Seçilen metin |
Yıl 1925 , yer Bosna-Hersek‘in kuzeybatısındaki Bosanski Samac kasabası ve tarihe adını onurla şerefle yazdıracak Boşnak kahraman merhaba der hayata ; ‘’ Aliya İzzetbegoviç ‘’ .
Ailesi İslami duyarlılığına sahip güzel bir aile . Ne var ki yetiştiği çevredeki insanlar Müslümanları Avrupa ‘ da hor görenlerden oluşmakta . Oysa Aliya küçücük yaşından itibaren farklı bir çocuk farklı bir genç . Soran sorgulayan adil kişiliği , aktif araştırmacı üstün kabiliyetli yapısıyla hem inancına hem de topraklarına bağlı samimi müslüman .
Henüz lise çağındayken arkadaşlarıyla birlikte Mladi Muslimani yani Müslüman Gençler Kulübü ‘ nü kurar . Dini konuların tartışılması amacıyla kurulan bu kulüp zamanla öyle güzel işlere vesile olur ki eğitim ve hayır faaliyetlerinde öncü haline gelir hatta İkinci Dünya Hârbi sırasında ihtiyacı olan insanlara büyük yardımlarda bulunur . Müslümanların sıkıntılarını dile getiren kulüp üyeleri Aliya başta olmak üzere , insanlarda din bilincini uyandırıyor bahanesiyle dönemin yönetimince tutuklanır . Hapis yılları , Halida’yla evliliği , üç çocuğu ve sürekli mücadeleyle geçen bir yaşam . Kolay hayat yoktur Aliya için . Hapisten çıkınca Ziraat Fakültesi ‘ ne kaydolur iki yıl okuduktan sonra bu okuldan ayrılarak Hukuk Fakültesi ‘ nde eğitime başlar . Başarılı bir eğitim sürecinden sonra hukuk adamı olarak hayata atılır . Müslümanların hak ve özgürlükleri için çalışmalarına büyük bir gayret ve inançla devam eder .

Verilen malzeme |
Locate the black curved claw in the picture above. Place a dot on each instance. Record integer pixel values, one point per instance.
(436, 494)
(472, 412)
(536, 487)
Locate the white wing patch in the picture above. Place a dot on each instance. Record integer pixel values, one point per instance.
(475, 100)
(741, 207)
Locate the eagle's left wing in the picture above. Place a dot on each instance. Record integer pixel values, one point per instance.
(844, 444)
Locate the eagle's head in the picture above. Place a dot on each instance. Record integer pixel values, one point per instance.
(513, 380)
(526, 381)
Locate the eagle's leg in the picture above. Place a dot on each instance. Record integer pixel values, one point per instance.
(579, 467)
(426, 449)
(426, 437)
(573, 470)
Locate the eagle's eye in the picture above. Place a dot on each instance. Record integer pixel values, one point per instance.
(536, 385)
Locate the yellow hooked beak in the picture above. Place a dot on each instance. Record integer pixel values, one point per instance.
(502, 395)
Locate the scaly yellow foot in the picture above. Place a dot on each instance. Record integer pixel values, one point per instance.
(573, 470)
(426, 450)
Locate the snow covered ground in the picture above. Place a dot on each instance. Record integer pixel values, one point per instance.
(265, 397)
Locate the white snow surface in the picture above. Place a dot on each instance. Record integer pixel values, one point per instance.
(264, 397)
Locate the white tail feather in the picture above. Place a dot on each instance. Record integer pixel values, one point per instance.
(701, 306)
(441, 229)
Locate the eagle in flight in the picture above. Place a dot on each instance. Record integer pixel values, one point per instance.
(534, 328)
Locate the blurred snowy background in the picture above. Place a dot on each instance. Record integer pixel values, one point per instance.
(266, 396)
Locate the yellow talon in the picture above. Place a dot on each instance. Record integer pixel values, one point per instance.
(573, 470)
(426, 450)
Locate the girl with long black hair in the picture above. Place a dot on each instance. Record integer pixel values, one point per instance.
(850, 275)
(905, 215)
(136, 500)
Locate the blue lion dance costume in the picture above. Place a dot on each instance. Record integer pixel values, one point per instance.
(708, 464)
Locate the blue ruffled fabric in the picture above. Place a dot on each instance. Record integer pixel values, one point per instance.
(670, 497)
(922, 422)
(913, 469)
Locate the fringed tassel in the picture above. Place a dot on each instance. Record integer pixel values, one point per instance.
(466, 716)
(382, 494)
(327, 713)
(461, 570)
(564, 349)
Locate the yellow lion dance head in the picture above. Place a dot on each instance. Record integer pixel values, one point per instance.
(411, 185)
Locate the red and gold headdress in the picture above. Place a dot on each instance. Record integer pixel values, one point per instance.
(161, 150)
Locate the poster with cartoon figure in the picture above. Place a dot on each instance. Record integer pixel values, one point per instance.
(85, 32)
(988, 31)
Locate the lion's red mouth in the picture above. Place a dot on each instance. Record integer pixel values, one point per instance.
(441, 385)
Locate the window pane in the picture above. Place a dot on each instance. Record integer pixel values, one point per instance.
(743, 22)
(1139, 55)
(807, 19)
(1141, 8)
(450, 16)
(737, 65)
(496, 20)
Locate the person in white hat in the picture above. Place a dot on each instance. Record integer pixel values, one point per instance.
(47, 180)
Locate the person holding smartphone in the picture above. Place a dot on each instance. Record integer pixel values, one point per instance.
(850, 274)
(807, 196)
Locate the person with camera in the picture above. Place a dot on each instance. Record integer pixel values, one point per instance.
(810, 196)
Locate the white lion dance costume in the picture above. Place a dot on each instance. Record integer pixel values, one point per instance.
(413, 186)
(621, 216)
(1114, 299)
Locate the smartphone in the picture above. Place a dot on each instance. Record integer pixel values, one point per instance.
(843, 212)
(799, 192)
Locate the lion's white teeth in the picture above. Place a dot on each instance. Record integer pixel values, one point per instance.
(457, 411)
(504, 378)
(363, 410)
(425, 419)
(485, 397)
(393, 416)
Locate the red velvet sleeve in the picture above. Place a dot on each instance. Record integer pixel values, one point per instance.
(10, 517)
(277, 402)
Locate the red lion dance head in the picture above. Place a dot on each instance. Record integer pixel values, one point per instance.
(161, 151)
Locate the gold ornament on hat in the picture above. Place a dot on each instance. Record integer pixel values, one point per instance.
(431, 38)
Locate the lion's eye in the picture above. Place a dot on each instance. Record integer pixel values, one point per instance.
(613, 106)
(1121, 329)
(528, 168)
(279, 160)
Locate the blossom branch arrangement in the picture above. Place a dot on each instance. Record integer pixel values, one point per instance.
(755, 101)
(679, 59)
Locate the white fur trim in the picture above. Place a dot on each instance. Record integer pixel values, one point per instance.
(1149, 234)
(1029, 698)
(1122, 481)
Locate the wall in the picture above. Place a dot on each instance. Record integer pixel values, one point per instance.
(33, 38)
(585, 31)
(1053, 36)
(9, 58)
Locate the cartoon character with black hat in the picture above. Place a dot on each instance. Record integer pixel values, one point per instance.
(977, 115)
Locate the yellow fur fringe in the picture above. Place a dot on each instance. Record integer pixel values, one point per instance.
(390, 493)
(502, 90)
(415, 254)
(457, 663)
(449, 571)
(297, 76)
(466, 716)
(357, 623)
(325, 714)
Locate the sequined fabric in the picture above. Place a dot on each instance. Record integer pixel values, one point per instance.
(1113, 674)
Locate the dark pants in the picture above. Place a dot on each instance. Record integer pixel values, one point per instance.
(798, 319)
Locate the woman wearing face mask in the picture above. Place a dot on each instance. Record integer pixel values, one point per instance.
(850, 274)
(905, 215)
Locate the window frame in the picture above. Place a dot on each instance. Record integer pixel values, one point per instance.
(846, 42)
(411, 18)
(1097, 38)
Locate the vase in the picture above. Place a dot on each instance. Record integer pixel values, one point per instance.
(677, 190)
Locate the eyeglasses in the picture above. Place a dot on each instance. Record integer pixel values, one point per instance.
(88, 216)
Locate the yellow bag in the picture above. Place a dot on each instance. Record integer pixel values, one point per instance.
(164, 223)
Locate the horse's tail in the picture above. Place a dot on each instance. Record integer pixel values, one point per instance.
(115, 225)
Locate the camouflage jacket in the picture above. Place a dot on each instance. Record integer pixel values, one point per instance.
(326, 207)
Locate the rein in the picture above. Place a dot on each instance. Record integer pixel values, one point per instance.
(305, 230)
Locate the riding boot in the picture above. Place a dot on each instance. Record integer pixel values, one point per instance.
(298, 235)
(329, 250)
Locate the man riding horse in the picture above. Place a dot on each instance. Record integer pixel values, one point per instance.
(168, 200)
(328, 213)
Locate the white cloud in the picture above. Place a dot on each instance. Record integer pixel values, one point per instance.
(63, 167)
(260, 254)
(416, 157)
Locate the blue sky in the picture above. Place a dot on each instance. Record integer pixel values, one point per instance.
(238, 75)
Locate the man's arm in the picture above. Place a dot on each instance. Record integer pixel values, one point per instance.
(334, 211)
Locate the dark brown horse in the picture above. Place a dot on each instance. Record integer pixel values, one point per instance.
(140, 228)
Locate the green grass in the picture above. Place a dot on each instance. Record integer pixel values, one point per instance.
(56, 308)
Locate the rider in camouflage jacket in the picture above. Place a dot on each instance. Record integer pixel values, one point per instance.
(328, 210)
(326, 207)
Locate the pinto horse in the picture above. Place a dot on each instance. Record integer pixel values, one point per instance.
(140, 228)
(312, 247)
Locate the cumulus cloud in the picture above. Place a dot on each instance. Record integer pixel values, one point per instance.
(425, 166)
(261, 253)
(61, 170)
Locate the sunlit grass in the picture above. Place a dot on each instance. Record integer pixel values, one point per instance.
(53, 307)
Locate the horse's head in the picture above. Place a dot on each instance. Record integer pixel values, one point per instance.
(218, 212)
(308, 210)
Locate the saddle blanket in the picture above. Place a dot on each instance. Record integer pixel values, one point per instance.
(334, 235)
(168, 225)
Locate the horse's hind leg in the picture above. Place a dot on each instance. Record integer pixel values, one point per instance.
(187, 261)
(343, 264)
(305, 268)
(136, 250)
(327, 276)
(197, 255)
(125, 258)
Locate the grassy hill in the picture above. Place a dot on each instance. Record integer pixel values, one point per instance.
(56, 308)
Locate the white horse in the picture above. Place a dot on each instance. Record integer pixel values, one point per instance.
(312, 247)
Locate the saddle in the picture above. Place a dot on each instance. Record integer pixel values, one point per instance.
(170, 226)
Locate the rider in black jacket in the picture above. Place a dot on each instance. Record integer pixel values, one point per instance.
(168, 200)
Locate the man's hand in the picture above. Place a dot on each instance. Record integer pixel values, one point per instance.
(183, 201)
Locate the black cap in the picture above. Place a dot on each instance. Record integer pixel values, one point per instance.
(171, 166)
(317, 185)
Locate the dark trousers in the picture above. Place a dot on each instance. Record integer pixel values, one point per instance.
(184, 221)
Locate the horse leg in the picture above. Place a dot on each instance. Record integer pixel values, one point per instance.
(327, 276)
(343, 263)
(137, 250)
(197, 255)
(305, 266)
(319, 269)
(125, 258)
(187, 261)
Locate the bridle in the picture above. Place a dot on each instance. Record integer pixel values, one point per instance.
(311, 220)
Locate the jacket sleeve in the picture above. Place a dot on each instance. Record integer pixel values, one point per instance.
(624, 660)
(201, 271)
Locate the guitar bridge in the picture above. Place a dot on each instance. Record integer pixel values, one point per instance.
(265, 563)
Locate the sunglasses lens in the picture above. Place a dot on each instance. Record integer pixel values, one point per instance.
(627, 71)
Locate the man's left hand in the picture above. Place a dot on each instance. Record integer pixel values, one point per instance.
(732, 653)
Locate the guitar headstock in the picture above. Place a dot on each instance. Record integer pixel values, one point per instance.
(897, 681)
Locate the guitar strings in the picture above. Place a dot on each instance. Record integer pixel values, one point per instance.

Görev 1 |
Aliya İzzetbegoviç metninde "Yıl 1925 , yer" sözlerinden aşağıya "İzzetbegoviç ‘’ ." sözlerine kadar her şeyi, "Boşnak kahraman" yerine "Boşnak lider" yazarak değiştirip yeniden verin.
Görev 2 |
Aliya İzzetbegoviç metnine göre Aliya lise çağındayken arkadaşlarıyla birlikte hangi kulübü kurdu?

Sonuç 1 |
Yıl 1925 , yer Bosna-Hersek‘in kuzeybatısındaki Bosanski Samac kasabası ve tarihe adını onurla şerefle yazdıracak Boşnak lider merhaba der hayata ; ‘’ Aliya İzzetbegoviç ‘’ .

Sonuç 2 |
Mladi Muslimani, yani Müslüman Gençler Kulübü.